Гражданственность художественного творчества
Когда сегодня буржуазные авторы пишут о свободе художественного творчества (а пишут они много), бросается в глаза абстрактность, крайняя схоластичность их рассуждений. Личность творца художественных ценностей как бы изымается ими из времени и пространства, и порой уже невозможно представить себе ее иначе, как в облике робота, соприкасающегося с окружающим миром лишь холодной поверхностью металлического панциря.
Но тогда о какой же свободе может идти речь? Ведь вольный полет творческой фантазии немыслим без горячей сопричастности к живому миру, делам и заботам общества, в котором живешь. А это значит, что вопрос о свободе творчества никак не решишь в отрыве от проблемы его общественного назначения.
Мне кажется, именно здесь скрывается суть различий в самом подходе к пониманию свободы творчества буржуазными авторами и нами, советскими писателями, художниками, музыкантами. Не учитывать этих коренных различий нельзя, если действительно всерьез хочешь бороться за свободу художественного творчества, так же как и за свободу обмена духовными ценностями, создаваемыми в различных социальных системах.
О гражданском призвании художника в социалистическом обществе как неотъемлемом элементе свободы его творчества мне и хотелось бы сказать в этих заметках, разумеется, не претендуя на исчерпывающую полноту выводов, поскольку я писатель, а не специалист по эстетике. И говорить буду, прежде всего, о поэзии — сфере творчества наиболее мне близкой.
Для советских поэтов нет непроходимой грани между свободой творчества и общественным назначением своего труда, который расценивается ими как гражданское призвание. Слитность того и другого настолько органична и естественна, что в самом процессе творчества настоящий поэт меньше всего склонен думать, свободен он или не свободен, сковывает или не сковывает его тот «социальный заказ», который он только сам берет на себя по зову своего сердца, совести, души. Конечно, есть у нас стихотворцы, пишущие бездарные «дежурные оды» по далеко не творческим соображениям. Но я говорю не о таких стихотворцах, а о поэтах.

* ЗАДАНИЕ 1 *
О какой сфере творчества автор текста о гражданственности художественного творчества собирается говорить прежде всего?

Листинг разметки фигур:
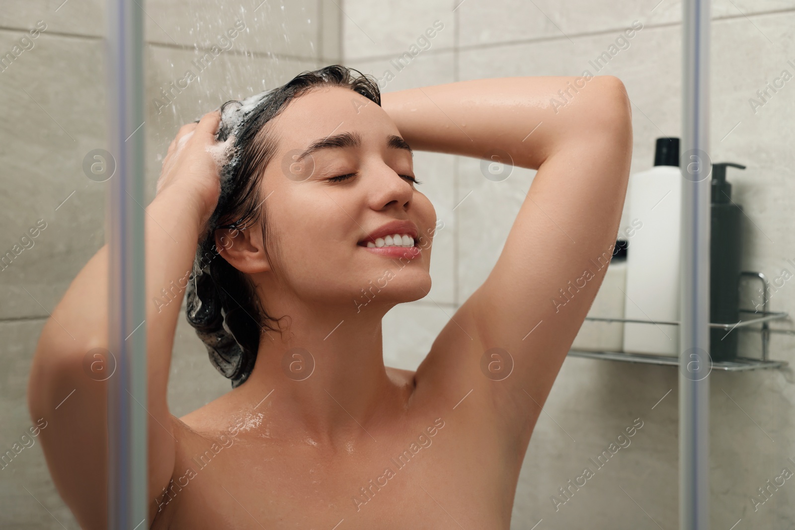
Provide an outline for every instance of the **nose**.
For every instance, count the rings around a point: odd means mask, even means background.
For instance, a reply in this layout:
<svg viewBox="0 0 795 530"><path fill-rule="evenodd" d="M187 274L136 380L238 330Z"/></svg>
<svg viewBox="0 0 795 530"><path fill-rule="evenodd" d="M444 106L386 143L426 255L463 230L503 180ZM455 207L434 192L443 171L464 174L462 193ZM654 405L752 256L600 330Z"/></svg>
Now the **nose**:
<svg viewBox="0 0 795 530"><path fill-rule="evenodd" d="M392 168L382 164L372 179L372 207L385 210L390 207L407 208L414 194L411 182L398 175Z"/></svg>

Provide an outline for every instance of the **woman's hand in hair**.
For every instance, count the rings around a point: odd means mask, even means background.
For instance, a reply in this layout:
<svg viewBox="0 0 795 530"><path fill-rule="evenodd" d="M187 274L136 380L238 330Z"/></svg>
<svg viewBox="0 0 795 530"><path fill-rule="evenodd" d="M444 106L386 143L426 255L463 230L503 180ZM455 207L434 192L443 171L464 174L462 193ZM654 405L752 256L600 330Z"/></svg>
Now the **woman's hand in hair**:
<svg viewBox="0 0 795 530"><path fill-rule="evenodd" d="M219 166L211 150L218 143L215 133L221 120L219 110L204 114L198 122L180 128L169 146L157 179L157 194L173 188L196 204L200 233L205 226L220 193Z"/></svg>

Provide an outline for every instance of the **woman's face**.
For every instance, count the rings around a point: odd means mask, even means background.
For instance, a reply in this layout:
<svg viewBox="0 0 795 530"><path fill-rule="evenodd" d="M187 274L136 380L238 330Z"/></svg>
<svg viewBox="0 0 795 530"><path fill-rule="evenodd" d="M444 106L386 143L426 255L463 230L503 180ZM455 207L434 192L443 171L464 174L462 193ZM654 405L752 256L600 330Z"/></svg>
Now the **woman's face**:
<svg viewBox="0 0 795 530"><path fill-rule="evenodd" d="M322 87L291 102L268 127L277 149L261 192L282 286L303 300L360 311L425 296L436 211L409 178L425 176L414 174L386 112L349 89ZM332 146L299 157L323 140ZM417 248L369 250L363 240L395 221L413 227L390 234L416 230ZM414 257L401 258L406 253Z"/></svg>

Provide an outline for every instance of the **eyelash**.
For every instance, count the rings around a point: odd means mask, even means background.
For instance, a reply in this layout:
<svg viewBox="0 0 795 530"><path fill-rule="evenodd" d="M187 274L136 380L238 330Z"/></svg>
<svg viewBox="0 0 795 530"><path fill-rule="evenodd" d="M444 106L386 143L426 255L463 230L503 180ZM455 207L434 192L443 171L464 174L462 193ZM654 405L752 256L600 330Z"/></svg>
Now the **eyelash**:
<svg viewBox="0 0 795 530"><path fill-rule="evenodd" d="M356 173L348 173L347 175L340 175L339 176L332 176L332 178L328 179L328 180L329 182L341 182L343 180L346 180L351 178L351 176L353 176ZM422 184L421 180L417 180L416 177L411 176L410 175L401 175L400 176L405 176L405 178L409 179L413 183L414 183L415 184Z"/></svg>

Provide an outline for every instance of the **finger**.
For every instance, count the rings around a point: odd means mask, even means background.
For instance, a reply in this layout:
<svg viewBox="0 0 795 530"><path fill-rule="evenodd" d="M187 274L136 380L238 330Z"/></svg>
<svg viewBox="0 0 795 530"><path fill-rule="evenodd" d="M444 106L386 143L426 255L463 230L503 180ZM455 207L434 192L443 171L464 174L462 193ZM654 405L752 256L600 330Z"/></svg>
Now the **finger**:
<svg viewBox="0 0 795 530"><path fill-rule="evenodd" d="M208 112L201 117L199 124L196 126L196 136L202 137L211 135L215 139L215 133L218 131L218 125L221 122L221 111L215 110Z"/></svg>

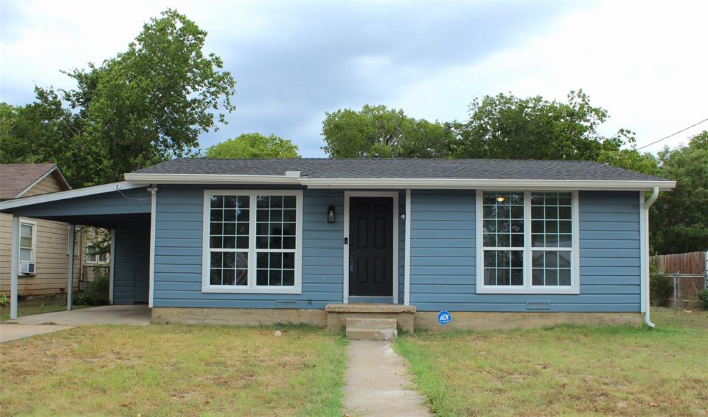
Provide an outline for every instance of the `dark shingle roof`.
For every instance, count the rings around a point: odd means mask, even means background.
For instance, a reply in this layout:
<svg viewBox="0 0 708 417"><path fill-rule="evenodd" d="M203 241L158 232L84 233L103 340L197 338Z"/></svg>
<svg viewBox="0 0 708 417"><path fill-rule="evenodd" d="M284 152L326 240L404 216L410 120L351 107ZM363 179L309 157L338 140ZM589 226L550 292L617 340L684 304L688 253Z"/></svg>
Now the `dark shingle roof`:
<svg viewBox="0 0 708 417"><path fill-rule="evenodd" d="M589 161L518 159L178 159L135 173L285 175L310 178L462 178L668 181Z"/></svg>

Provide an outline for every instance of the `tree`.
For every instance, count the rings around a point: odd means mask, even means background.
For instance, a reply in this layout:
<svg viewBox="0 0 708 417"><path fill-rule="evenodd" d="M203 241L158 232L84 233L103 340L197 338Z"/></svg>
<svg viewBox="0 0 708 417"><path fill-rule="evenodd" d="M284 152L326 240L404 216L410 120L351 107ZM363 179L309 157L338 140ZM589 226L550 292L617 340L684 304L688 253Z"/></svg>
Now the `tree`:
<svg viewBox="0 0 708 417"><path fill-rule="evenodd" d="M402 110L365 105L326 113L322 149L333 158L436 158L450 154L452 132L438 121L406 116Z"/></svg>
<svg viewBox="0 0 708 417"><path fill-rule="evenodd" d="M503 159L585 159L617 152L631 132L612 137L598 132L607 118L582 90L571 91L568 103L539 96L485 96L469 106L469 120L455 122L455 157Z"/></svg>
<svg viewBox="0 0 708 417"><path fill-rule="evenodd" d="M37 101L16 109L8 137L0 136L3 147L11 145L4 161L59 162L74 185L84 186L194 152L199 135L217 130L234 109L235 81L219 57L203 52L206 36L167 10L126 52L65 72L76 88L36 88Z"/></svg>
<svg viewBox="0 0 708 417"><path fill-rule="evenodd" d="M676 181L651 206L652 251L681 253L708 250L708 130L687 146L659 152L663 176Z"/></svg>
<svg viewBox="0 0 708 417"><path fill-rule="evenodd" d="M290 140L260 133L244 133L210 147L206 155L207 158L234 159L300 157L297 146Z"/></svg>

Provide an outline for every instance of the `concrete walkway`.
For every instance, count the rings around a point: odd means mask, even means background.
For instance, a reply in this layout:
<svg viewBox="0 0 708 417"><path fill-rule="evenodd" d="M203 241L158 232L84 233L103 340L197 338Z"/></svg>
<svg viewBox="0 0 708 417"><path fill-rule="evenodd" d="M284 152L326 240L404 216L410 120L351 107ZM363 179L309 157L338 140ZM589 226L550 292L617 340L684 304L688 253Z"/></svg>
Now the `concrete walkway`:
<svg viewBox="0 0 708 417"><path fill-rule="evenodd" d="M391 342L350 341L344 409L351 416L430 416L411 389L403 358Z"/></svg>
<svg viewBox="0 0 708 417"><path fill-rule="evenodd" d="M32 316L23 316L13 323L19 324L61 324L83 326L86 324L150 324L150 309L147 305L101 306L79 309L71 312L55 312Z"/></svg>
<svg viewBox="0 0 708 417"><path fill-rule="evenodd" d="M22 338L71 329L70 326L45 324L0 324L0 343Z"/></svg>

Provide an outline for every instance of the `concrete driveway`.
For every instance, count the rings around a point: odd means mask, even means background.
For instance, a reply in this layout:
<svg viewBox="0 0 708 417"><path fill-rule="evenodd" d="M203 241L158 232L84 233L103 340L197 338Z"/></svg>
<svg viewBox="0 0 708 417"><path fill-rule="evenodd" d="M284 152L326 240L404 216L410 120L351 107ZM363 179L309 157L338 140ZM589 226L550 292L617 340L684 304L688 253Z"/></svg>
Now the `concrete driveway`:
<svg viewBox="0 0 708 417"><path fill-rule="evenodd" d="M150 309L146 305L101 306L71 312L55 312L23 316L16 321L0 324L0 343L42 334L75 326L129 324L147 326Z"/></svg>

* ЗАДАНИЕ 2 *
Перепишите строки листинга с самого его начала до строки, содержащей «168L382 164L372 179L372», включительно, заменив «background» на «backdrop». Изображения в ответ не включайте.

* ПИСЬМЕННЫЙ ОТВЕТ 1 *
О поэзии — сфере творчества, наиболее близкой автору.

* ПИСЬМЕННЫЙ ОТВЕТ 2 *
Provide an outline for every instance of the **nose**.
For every instance, count the rings around a point: odd means mask, even means backdrop.
For instance, a reply in this layout:
<svg viewBox="0 0 795 530"><path fill-rule="evenodd" d="M187 274L136 380L238 330Z"/></svg>
<svg viewBox="0 0 795 530"><path fill-rule="evenodd" d="M444 106L386 143L426 255L463 230L503 180ZM455 207L434 192L443 171L464 174L462 193ZM654 405L752 256L600 330Z"/></svg>
Now the **nose**:
<svg viewBox="0 0 795 530"><path fill-rule="evenodd" d="M392 168L382 164L372 179L372 207L385 210L390 207L407 208L414 194L411 182L398 175Z"/></svg>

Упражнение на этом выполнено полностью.